> **Exercise set**
**a.** Answer these questions from the news report, one line each:
(i) In what year was the original case opened?
(ii) At which cemetery did scientists uncover a skeleton on Tuesday?
(iii) What sentence was Ms. Madikizela-Mandela given in 1991, and for which crimes?
**b.** Using the news report, explain in one to three sentences how the team came to carry out Tuesday's exhumation at Avalon.
**c.** Reproduce word for word the passage of the news report from "He said there" up to and including "to come forward.".

This time, the two new murder dockets have been opened by the Hawks, the police priority investigative unit, Capt. Paul Ramaloko told The Associated Press.

He said there had been no investigation since the original case was opened in 1988 and closed soon after.

“It’s too early to be saying if we have suspects or not,” Capt. Ramaloko, the Hawks spokesman, said, but he added they were asking anyone with information about what happened 24 years ago to come forward.

Asked if investigators would be questioning Ms. Madikizela-Mandela, he said: “At this stage we don’t have an affidavit or statement guiding us to that direction, but should it transpire at a later stage, we would obviously do the right thing. … Whoever the investigation identifies as the suspect in this case, we would obviously bring the person forth to answer some questions.”

At the truth commission, Nicodemus Sono, father of one of the missing men, described how Ms. Madikizela-Mandela had come to his home with his son held at gunpoint and his face bruised from beatings, in November 1988. Mr. Sono said she had demanded photographs and documents, telling the father that his son was a spy for the apartheid police.

Mr. Sono had begged her to give him back his son, but he said she had driven away, saying “the movement” would decide what to do with him.

Nomsa Tshabalala, mother of the other missing man, accused Ms. Madikizela-Mandela of killing her son when she gave testimony to the commission.

“I would request Winnie to give Siboniso back to me. I want Siboniso or his bones and remains,” she said. “She knows, deep inside of her, she knows. I’d like to find out as the where my son has been buried.”

On Tuesday, Ms. Tshabalala stood with a stern face at the grave site at Avalon Cemetery as scientists wielding miniature trowels and paint brushes delicately uncovered a skeleton caked in red clay.

Madeleine Fullard, head of the missing persons department of the National Prosecuting Authority, cautioned the families that DNA tests must be done and it could be months before a definitive identification is made. Family members already have submitted DNA samples.

Ms. Fullard said her team stumbled on mortuary records a year ago that led to Tuesday’s exhumation. An anthropologist in search of other records came across a document indicating the bodies of two young men with multiple stab wounds had been found lying in a field the day after the young men had disappeared. Those bodies had been buried in a paupers’ grave with others at Avalon.

The scientists then searched through “hundreds, hundreds and more hundreds” of dusty archived dockets before they found the photographs of the bodies found in the field. All bodies brought to mortuaries are routinely photographed.

When they took the photos to the families and the young men were identified, everyone cried, including the scientists, Ms. Fullard said.

In 1991, Ms. Madikizela-Mandela was sentenced to six years in jail for kidnapping and assault in the death of 14-year-old James Seipei “Stompie” Moeketsi, who also had last been seen at her home and who was beaten to death. She appealed, the assault conviction was overturned, and the sentence was reduced to a suspended jail term.

> **Data extracts**
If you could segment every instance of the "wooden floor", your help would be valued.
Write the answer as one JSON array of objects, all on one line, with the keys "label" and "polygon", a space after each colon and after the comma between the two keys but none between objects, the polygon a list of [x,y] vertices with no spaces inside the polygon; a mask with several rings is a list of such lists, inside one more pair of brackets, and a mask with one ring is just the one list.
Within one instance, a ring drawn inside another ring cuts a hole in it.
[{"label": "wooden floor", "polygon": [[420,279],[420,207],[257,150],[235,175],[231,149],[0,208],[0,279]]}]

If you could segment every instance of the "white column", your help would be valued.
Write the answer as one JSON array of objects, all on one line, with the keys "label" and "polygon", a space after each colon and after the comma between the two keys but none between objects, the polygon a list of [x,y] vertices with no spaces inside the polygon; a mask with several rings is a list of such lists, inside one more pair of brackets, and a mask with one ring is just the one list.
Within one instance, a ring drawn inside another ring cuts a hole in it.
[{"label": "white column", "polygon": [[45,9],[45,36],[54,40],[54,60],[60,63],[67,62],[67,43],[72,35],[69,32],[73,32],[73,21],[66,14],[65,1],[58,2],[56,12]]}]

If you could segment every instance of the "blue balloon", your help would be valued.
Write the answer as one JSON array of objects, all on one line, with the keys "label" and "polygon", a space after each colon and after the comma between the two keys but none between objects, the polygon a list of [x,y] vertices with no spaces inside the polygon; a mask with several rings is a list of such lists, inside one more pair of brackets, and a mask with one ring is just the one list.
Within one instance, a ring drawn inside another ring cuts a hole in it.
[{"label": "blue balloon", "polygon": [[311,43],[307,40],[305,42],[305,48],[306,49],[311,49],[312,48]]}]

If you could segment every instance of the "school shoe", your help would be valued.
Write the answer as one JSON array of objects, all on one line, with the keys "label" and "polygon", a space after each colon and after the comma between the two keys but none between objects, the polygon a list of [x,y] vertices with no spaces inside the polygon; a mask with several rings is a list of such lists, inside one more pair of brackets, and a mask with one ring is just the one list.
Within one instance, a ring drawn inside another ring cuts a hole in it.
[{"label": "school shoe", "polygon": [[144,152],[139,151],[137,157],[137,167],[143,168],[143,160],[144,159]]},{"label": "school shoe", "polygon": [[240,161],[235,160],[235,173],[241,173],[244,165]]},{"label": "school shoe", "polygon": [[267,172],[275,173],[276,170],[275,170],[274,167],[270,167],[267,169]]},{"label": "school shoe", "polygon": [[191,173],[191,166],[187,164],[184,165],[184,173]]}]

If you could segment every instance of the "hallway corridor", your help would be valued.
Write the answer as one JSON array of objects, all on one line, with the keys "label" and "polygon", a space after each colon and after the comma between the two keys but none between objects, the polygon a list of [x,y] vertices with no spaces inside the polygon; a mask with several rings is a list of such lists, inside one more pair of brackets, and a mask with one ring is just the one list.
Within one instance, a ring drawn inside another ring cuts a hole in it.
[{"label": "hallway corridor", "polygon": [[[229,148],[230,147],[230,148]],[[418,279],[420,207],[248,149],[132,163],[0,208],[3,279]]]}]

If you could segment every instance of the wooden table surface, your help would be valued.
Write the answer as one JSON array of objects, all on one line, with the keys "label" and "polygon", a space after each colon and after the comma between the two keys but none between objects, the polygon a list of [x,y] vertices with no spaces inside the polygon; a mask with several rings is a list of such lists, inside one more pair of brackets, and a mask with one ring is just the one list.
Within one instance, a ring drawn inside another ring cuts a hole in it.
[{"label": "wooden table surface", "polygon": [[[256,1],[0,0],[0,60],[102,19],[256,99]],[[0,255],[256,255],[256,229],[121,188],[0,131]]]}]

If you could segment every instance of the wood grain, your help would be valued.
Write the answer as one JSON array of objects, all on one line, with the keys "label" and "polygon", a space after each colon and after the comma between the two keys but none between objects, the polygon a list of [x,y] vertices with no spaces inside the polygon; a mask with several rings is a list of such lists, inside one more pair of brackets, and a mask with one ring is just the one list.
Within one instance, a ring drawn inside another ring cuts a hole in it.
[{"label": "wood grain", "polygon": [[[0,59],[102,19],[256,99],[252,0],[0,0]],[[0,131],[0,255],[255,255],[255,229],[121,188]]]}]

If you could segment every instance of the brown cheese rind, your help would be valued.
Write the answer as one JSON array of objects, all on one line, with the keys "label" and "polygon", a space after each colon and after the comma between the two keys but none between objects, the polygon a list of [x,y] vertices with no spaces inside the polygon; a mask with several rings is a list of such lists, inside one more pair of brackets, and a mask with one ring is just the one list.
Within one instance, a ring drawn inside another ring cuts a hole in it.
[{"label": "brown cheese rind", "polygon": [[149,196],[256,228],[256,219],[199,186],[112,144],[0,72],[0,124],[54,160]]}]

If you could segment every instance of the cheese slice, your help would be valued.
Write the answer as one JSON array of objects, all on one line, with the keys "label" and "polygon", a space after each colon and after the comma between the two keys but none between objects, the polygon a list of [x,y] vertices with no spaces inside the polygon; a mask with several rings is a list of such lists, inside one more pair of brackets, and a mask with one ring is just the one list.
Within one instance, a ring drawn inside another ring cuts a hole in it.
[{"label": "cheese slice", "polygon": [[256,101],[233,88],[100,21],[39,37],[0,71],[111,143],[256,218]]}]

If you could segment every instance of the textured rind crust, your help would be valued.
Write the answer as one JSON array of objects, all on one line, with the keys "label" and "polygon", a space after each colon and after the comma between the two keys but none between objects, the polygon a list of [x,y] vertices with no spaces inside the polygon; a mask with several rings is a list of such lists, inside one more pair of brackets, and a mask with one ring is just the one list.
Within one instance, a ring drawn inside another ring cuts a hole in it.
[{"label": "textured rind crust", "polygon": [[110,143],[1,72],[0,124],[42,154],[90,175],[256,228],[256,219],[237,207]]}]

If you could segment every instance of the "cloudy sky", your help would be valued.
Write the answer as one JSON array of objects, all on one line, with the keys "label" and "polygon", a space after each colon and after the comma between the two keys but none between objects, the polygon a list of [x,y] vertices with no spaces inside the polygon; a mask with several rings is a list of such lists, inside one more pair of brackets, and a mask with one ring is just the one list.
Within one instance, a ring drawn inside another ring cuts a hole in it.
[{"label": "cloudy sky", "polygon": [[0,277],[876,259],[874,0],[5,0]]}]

> **Replies**
**a.**
(i) 1988
(ii) Avalon Cemetery
(iii) Six years in jail, for kidnapping and assault

**b.** A year earlier, an anthropologist looking for other records came across mortuary records. One document showed that the bodies of two young men with multiple stab wounds had been found lying in a field the day after the young men disappeared. It also showed that those bodies had been buried with others in a paupers' grave at Avalon.

**c.**
He said there had been no investigation since the original case was opened in 1988 and closed soon after.

“It’s too early to be saying if we have suspects or not,” Capt. Ramaloko, the Hawks spokesman, said, but he added they were asking anyone with information about what happened 24 years ago to come forward.